Work task
Once the pictures have been excluded, set down each remaining entry word for word.

━━━ Data provided

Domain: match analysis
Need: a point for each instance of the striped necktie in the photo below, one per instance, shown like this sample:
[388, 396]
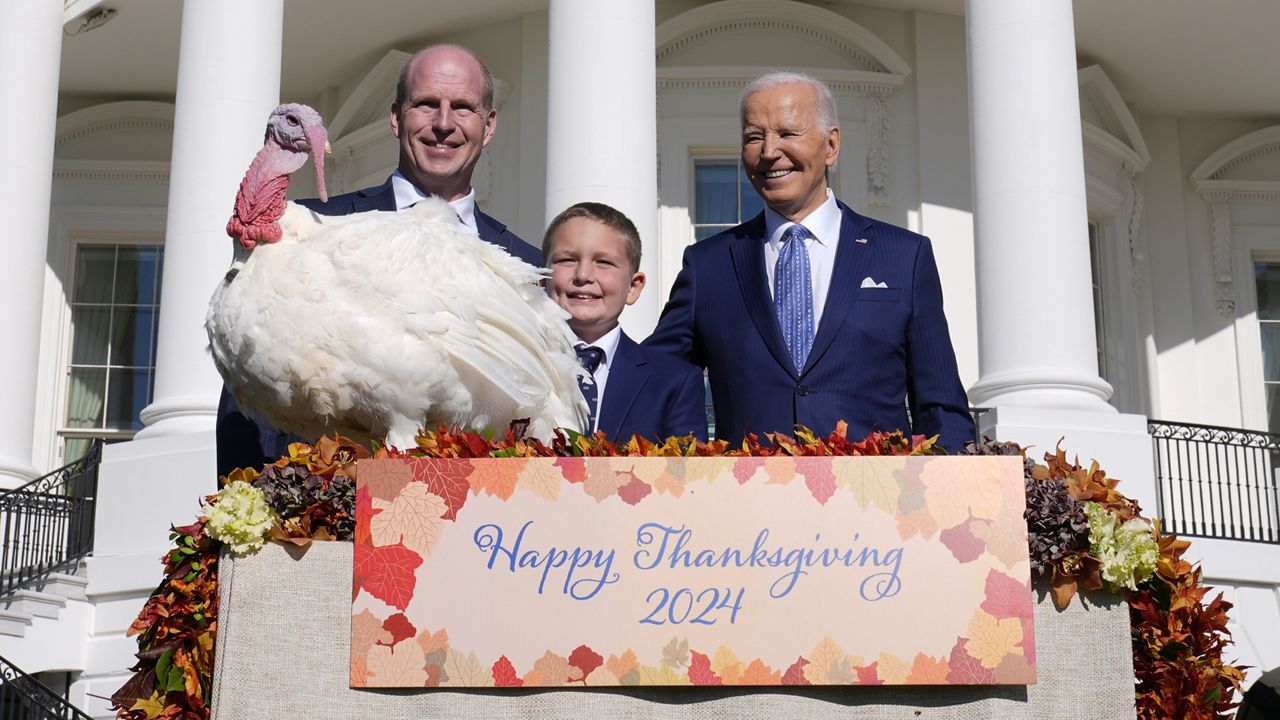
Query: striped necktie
[590, 358]
[792, 295]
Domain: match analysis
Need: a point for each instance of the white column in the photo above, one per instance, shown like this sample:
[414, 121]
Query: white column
[1037, 343]
[602, 128]
[228, 83]
[31, 41]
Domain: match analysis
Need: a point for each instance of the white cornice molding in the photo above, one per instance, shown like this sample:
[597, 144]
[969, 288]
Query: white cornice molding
[1129, 149]
[112, 171]
[131, 114]
[859, 45]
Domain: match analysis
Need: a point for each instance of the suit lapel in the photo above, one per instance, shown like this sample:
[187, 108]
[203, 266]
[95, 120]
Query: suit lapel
[382, 197]
[748, 253]
[850, 263]
[627, 377]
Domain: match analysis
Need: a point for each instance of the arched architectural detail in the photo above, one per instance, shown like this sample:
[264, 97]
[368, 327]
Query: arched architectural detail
[1232, 173]
[845, 55]
[865, 51]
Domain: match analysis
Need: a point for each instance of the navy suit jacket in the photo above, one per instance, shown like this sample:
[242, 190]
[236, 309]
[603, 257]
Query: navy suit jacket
[652, 393]
[876, 350]
[248, 442]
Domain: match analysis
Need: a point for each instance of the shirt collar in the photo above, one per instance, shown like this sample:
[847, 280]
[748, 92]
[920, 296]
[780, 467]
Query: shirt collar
[608, 342]
[408, 194]
[823, 223]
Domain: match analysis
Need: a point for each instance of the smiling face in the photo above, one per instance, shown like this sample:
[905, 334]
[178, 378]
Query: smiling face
[443, 124]
[785, 150]
[592, 276]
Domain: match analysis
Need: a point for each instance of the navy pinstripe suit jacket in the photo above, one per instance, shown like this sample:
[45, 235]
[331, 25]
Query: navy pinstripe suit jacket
[248, 442]
[876, 351]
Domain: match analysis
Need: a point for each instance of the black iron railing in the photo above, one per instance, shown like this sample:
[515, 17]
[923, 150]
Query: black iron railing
[23, 697]
[1216, 482]
[46, 525]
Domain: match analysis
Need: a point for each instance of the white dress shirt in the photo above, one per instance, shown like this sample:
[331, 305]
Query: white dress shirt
[823, 226]
[408, 195]
[608, 342]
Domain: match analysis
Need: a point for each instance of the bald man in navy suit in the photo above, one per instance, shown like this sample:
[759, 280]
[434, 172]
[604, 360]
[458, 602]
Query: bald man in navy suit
[810, 313]
[443, 115]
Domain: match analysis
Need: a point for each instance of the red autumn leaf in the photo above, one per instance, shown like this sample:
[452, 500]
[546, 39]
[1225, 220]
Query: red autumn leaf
[448, 479]
[504, 674]
[869, 675]
[961, 542]
[365, 513]
[400, 628]
[746, 466]
[817, 477]
[795, 674]
[585, 660]
[967, 669]
[635, 491]
[572, 468]
[700, 670]
[387, 573]
[1006, 597]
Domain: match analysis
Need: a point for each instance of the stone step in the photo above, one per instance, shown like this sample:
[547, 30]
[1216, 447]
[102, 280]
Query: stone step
[14, 623]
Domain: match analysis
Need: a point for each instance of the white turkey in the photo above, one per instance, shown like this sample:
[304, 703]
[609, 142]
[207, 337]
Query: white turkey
[375, 324]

━━━━━━

Response area
Domain: match analysis
Need: a point for each instance of the striped necktie in the photo below, one per instance, shown like this sample:
[388, 396]
Query: striped necktie
[590, 358]
[792, 295]
Domain: match analysis
Need: a point for each instance of the white column in the photo above, one per instance, shown like this sample:
[414, 121]
Query: white column
[1037, 343]
[602, 128]
[228, 83]
[31, 41]
Domain: match analysis
Need: a point for each instance of the white cornice molding in the photo above, one per instance, shown like this sample:
[597, 144]
[969, 288]
Query: white cornice molding
[1129, 149]
[112, 171]
[131, 114]
[859, 45]
Domain: match analysis
Need: a point for each instance of the suit lapel in the photo above, one per instance, shown like this sample:
[187, 108]
[203, 266]
[95, 120]
Query: suit lapel
[382, 197]
[748, 253]
[850, 263]
[627, 377]
Domain: match analysis
Need: a point for each instance of the arched architectural detail in the photo above, one per instance, shown like this sample:
[264, 97]
[368, 327]
Query: arched architectural detail
[1232, 173]
[845, 55]
[865, 51]
Domain: match analysis
Need: a point for each instance of the navy suit jacket in the photo above, one per instance, shown like this sample:
[242, 190]
[236, 309]
[603, 257]
Query: navy suit jacket
[652, 393]
[876, 350]
[248, 442]
Domain: match analysis
Need: a point for each instance of the shirt collar in the photo above, one per instance, shown like this sample:
[847, 280]
[748, 92]
[920, 296]
[780, 467]
Query: shirt collar
[608, 342]
[408, 194]
[823, 223]
Domain: match analysis
Need: a point for each instance of the smiling face in the photo above, one per instance, shown like this sample:
[905, 334]
[178, 378]
Query: smiling face
[443, 124]
[785, 150]
[592, 276]
Domain: match analysis
Need: a point for each instance of the navy pinstripe suit jacket in the photo above, one per instance, shown like this sample:
[45, 235]
[331, 25]
Query: navy pinstripe suit jacket
[248, 442]
[876, 351]
Domain: match analysis
Need: a point for each instance of the black iron railing in the photo above, one per instance, shown like this sample:
[515, 17]
[923, 150]
Query: black iron railing
[23, 697]
[1216, 482]
[46, 525]
Domain: match analysis
Need: a point for each instance of the white dress shirt in the photo above, one per instance, shown like this sample:
[331, 305]
Query: white dress shirt
[823, 226]
[408, 195]
[608, 342]
Domain: match analysis
Need: a point for each instance of the bald man in navy suit in the photo above, one per instance, shown like this sample:
[759, 280]
[434, 172]
[604, 360]
[458, 602]
Query: bald man in navy suit
[810, 313]
[443, 115]
Domain: match analysis
Need: a point for each instance of the red autumn leaf in the photo above, one per instance, shown like this sample:
[452, 500]
[546, 39]
[1225, 220]
Query: red autumn leaf
[448, 479]
[504, 674]
[869, 675]
[961, 542]
[365, 513]
[400, 628]
[746, 466]
[817, 477]
[795, 674]
[585, 660]
[967, 669]
[635, 491]
[572, 468]
[700, 670]
[387, 573]
[1006, 597]
Domain: match analysis
Need: a point for each instance of the stone step in the photo above, one per instance, shown like this sample:
[547, 30]
[1216, 447]
[102, 280]
Query: stone step
[14, 623]
Domain: match analysis
Need: a point for each instance of the white turkey in the photo above, one per instance, shown like this sample:
[304, 703]
[609, 142]
[207, 337]
Query: white turkey
[375, 324]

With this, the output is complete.